_WORK TO DO_
Reproduce the material in full, exactly as written.

_ENTRIES SUPPLIED_
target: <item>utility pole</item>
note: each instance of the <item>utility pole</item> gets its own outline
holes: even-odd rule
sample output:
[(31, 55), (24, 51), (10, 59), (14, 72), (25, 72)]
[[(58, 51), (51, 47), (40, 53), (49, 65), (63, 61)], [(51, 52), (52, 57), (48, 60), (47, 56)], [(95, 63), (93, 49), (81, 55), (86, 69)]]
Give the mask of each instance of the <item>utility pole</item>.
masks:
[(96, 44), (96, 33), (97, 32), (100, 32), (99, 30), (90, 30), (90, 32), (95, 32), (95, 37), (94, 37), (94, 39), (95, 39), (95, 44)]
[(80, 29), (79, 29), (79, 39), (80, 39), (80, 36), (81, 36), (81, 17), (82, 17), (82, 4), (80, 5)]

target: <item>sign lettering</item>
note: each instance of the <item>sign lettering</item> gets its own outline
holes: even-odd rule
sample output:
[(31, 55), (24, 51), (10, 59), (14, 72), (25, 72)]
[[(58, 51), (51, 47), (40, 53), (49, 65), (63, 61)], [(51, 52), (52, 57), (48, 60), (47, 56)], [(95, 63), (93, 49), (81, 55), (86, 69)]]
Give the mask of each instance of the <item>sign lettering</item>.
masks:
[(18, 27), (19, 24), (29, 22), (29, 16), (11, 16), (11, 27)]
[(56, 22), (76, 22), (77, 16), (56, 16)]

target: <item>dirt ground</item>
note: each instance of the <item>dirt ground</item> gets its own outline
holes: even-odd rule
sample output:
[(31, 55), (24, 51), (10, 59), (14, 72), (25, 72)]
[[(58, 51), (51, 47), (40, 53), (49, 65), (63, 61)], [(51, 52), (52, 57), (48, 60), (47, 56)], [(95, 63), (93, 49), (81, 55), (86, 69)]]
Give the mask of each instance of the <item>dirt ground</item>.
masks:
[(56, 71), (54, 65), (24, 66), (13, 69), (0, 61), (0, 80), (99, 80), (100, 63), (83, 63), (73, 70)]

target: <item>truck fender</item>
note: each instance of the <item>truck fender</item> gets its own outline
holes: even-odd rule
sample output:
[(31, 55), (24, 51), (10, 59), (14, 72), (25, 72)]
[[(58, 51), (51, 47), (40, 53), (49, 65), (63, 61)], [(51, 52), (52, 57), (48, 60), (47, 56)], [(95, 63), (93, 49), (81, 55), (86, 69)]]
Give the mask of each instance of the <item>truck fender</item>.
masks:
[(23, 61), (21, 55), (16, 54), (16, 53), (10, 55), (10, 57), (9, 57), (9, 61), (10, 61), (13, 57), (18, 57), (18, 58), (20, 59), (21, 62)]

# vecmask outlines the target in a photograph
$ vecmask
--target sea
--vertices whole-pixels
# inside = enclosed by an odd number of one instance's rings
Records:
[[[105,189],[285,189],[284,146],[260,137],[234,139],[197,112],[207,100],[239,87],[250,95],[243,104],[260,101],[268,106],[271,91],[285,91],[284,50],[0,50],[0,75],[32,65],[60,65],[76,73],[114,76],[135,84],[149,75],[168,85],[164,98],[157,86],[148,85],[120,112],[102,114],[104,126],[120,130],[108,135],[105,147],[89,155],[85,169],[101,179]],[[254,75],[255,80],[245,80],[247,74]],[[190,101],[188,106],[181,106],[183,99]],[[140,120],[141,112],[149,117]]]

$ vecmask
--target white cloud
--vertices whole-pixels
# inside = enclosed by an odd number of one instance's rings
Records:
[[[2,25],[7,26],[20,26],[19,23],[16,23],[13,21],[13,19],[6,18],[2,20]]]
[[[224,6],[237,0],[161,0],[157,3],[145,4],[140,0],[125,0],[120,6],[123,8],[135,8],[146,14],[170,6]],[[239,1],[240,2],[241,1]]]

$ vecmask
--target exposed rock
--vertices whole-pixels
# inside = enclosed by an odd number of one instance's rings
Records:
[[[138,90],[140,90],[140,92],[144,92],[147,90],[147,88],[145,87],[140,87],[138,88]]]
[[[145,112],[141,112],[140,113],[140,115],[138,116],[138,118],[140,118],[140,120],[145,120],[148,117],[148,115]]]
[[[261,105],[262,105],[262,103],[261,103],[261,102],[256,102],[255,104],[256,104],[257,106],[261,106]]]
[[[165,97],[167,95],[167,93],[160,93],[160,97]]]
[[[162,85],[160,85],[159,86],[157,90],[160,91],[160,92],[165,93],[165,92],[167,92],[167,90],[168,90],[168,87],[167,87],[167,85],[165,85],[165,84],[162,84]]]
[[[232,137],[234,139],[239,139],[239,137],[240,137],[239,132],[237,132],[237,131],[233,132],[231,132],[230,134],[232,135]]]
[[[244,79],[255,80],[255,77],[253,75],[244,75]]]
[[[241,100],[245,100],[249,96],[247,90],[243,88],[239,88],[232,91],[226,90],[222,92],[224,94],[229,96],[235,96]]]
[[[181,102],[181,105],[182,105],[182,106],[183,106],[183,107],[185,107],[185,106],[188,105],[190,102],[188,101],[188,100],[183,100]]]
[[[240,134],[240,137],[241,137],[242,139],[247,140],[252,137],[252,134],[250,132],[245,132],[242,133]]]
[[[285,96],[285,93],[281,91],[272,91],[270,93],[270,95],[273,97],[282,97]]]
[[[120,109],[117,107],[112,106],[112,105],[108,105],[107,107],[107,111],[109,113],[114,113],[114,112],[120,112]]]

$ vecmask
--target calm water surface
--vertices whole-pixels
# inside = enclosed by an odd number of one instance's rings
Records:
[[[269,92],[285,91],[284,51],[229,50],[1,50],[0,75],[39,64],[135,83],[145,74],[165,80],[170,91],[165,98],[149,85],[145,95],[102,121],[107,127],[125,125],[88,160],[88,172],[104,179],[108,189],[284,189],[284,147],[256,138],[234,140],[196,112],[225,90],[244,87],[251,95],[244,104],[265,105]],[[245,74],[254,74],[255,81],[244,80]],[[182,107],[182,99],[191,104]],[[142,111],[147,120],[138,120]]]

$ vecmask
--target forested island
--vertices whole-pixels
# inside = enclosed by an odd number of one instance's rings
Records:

_CORRECT ANSWER_
target: <item>utility pole</item>
note: each instance of the <item>utility pole</item> gets its own outline
holes: even-odd rule
sample output:
[(31, 55), (24, 51), (10, 59), (14, 72), (25, 72)]
[[(58, 51), (51, 47), (40, 53), (49, 65), (63, 61)], [(51, 52), (52, 57), (48, 60), (47, 56)], [(95, 63), (93, 49), (81, 55), (86, 69)]]
Give the mask of each instance of the <item>utility pole</item>.
masks:
[(96, 44), (96, 33), (97, 32), (100, 32), (99, 30), (90, 30), (90, 32), (95, 32), (95, 37), (94, 37), (94, 39), (95, 39), (95, 44)]
[(80, 29), (79, 29), (79, 39), (80, 39), (80, 36), (81, 36), (81, 17), (82, 17), (82, 4), (80, 5)]

target: <item>sign lettering</item>
note: each instance of the <item>sign lettering</item> gets its own outline
holes: even-odd rule
sample output:
[(31, 55), (24, 51), (10, 59), (14, 72), (25, 72)]
[[(58, 51), (51, 47), (40, 53), (49, 65), (63, 61)], [(51, 52), (52, 57), (48, 60), (47, 56)], [(95, 63), (93, 49), (81, 55), (86, 69)]]
Give the mask of each instance of the <item>sign lettering</item>.
masks:
[(18, 27), (19, 24), (29, 22), (29, 16), (11, 16), (11, 27)]
[(56, 22), (76, 22), (77, 16), (56, 16)]

target: <item>dirt ground</item>
note: each instance of the <item>dirt ground</item> gets its own outline
holes: even-odd rule
sample output:
[(31, 55), (24, 51), (10, 59), (14, 72), (25, 72)]
[[(58, 51), (51, 47), (40, 53), (49, 65), (63, 61)], [(51, 52), (52, 57), (48, 60), (47, 56)], [(95, 63), (93, 49), (81, 55), (86, 69)]]
Give the mask of each instance of the <item>dirt ground</item>.
masks:
[(56, 71), (54, 65), (24, 66), (13, 69), (0, 61), (0, 80), (99, 80), (100, 63), (83, 63), (73, 70)]

target: <item>truck fender</item>
note: each instance of the <item>truck fender</item> gets its own outline
holes: even-odd rule
sample output:
[(31, 55), (24, 51), (10, 59), (14, 72), (25, 72)]
[[(58, 51), (51, 47), (40, 53), (49, 65), (63, 61)], [(51, 52), (52, 57), (48, 60), (47, 56)], [(95, 63), (93, 49), (81, 55), (86, 69)]]
Give the mask of each instance of the <item>truck fender</item>.
masks:
[(23, 61), (21, 55), (16, 54), (16, 53), (10, 55), (10, 57), (9, 57), (9, 61), (10, 61), (13, 57), (18, 57), (18, 58), (20, 59), (21, 62)]

# vecmask outlines the target in a photograph
$ vecmask
--target sea
--vertices whole-pixels
# inside = enclosed by an odd number of one instance's rings
Records:
[[[105,189],[285,189],[284,146],[260,137],[234,139],[197,112],[207,100],[239,87],[250,95],[243,104],[260,101],[268,106],[271,91],[285,91],[284,50],[0,50],[0,75],[32,65],[60,65],[76,73],[114,76],[135,84],[149,75],[168,85],[164,98],[157,86],[148,85],[120,112],[102,114],[104,126],[120,130],[108,135],[105,147],[89,155],[85,169],[101,179]],[[254,75],[255,80],[245,80],[247,74]],[[190,101],[188,106],[181,106],[183,99]],[[140,120],[141,112],[149,117]]]

$ vecmask
--target white cloud
--vertices whole-pixels
# inside = enclosed by an odd number of one instance's rings
Records:
[[[2,25],[7,26],[20,26],[19,23],[16,23],[13,21],[13,19],[6,18],[2,20]]]
[[[224,6],[237,0],[161,0],[157,3],[145,4],[140,0],[125,0],[120,6],[123,8],[135,8],[146,14],[170,6]],[[239,1],[240,2],[241,1]]]

$ vecmask
--target exposed rock
--vertices whole-pixels
# inside = enclosed by an odd number of one instance's rings
Records:
[[[138,90],[140,90],[140,92],[144,92],[147,90],[147,88],[145,87],[140,87],[138,88]]]
[[[145,112],[141,112],[140,113],[140,115],[138,116],[138,118],[140,118],[140,120],[145,120],[148,117],[148,115]]]
[[[261,105],[262,105],[262,103],[261,103],[261,102],[256,102],[255,104],[256,104],[257,106],[261,106]]]
[[[165,97],[167,95],[167,93],[160,93],[160,97]]]
[[[162,85],[160,85],[159,86],[157,90],[160,91],[160,92],[165,93],[165,92],[167,92],[167,90],[168,90],[168,87],[167,87],[167,85],[165,85],[165,84],[162,84]]]
[[[232,137],[234,139],[239,139],[239,137],[240,137],[239,132],[237,132],[237,131],[233,132],[231,132],[230,134],[232,135]]]
[[[244,79],[255,80],[255,77],[253,75],[244,75]]]
[[[241,100],[245,100],[249,96],[247,90],[243,88],[239,88],[232,91],[226,90],[222,92],[224,94],[229,96],[235,96]]]
[[[181,102],[181,105],[182,105],[182,106],[183,106],[183,107],[185,107],[185,106],[188,105],[190,102],[188,101],[188,100],[183,100]]]
[[[240,134],[240,137],[241,137],[242,139],[247,140],[252,137],[252,134],[250,132],[245,132],[242,133]]]
[[[285,96],[285,93],[281,91],[272,91],[270,93],[270,95],[273,97],[282,97]]]
[[[120,109],[117,107],[112,106],[112,105],[108,105],[107,107],[107,111],[109,113],[114,113],[114,112],[120,112]]]

$ vecmask
--target calm water surface
--vertices whole-pixels
# inside = enclosed by an odd number of one instance's rings
Records:
[[[269,92],[285,91],[284,51],[229,50],[1,50],[0,75],[39,64],[135,83],[145,74],[165,80],[170,91],[165,98],[149,85],[145,95],[102,121],[107,127],[125,125],[88,160],[88,172],[104,179],[108,189],[284,189],[284,147],[256,138],[234,140],[196,112],[225,90],[244,87],[251,95],[244,104],[265,105]],[[245,74],[254,74],[255,81],[244,80]],[[182,107],[182,99],[191,104]],[[142,111],[147,120],[138,120]]]

$ vecmask
--target forested island
--vertices whole-pixels
# inside = enclosed by an odd number of one instance's rings
Records:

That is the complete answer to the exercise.